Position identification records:
····················

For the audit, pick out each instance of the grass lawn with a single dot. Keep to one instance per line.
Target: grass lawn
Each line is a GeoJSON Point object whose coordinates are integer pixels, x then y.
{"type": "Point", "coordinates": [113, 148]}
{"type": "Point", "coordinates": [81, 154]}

····················

Edit the rows above so that "grass lawn" becomes "turf" everywhere it appears, and leave everything else unchanged.

For the audit, pick out each instance of the turf with a single dot. Keep to one instance per line.
Target: turf
Each line is a GeoJSON Point object whose coordinates are integer pixels, x then y.
{"type": "Point", "coordinates": [113, 148]}
{"type": "Point", "coordinates": [81, 154]}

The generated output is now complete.